**Working data:**
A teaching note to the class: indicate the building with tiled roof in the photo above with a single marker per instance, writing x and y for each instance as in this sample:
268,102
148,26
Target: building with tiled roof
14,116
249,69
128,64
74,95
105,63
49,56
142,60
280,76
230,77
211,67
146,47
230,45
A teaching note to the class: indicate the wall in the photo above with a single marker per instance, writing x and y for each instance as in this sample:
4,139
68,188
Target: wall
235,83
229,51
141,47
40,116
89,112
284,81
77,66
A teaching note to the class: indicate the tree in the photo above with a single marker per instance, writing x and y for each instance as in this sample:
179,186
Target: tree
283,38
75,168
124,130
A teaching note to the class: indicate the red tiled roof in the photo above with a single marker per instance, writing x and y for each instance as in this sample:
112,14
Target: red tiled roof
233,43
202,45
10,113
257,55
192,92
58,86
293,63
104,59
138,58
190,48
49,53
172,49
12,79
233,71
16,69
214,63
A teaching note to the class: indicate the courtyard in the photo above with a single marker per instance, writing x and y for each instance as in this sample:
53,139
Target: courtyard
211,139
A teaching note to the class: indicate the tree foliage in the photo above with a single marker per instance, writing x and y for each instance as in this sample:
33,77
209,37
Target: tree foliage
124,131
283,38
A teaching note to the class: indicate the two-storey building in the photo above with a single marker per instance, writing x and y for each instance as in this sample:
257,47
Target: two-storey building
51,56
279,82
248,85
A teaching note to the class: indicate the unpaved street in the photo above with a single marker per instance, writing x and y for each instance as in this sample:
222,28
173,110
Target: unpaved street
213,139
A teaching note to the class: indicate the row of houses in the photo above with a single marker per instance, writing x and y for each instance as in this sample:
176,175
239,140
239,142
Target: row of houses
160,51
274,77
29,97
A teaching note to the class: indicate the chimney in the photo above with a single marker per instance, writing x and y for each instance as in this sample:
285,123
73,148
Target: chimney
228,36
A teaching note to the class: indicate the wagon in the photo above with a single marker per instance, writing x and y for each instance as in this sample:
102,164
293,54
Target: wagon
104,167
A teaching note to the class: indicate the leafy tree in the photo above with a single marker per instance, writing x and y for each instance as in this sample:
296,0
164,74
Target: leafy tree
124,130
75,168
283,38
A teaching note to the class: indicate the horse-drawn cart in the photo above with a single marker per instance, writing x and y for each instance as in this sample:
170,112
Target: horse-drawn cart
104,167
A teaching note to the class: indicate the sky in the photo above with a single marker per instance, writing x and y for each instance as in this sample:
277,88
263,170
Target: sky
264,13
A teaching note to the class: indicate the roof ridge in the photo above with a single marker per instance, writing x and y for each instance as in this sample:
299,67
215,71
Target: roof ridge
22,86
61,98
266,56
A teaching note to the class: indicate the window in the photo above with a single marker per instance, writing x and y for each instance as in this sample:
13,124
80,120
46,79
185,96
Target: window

**Task statement:** Wherever the word "window" turns up in the material, copy the whole line.

**Response area:**
A teaching note to the class: indicate the window in the photo above with a single marker per instance, writing x and y for each instance as in this sample:
Target: window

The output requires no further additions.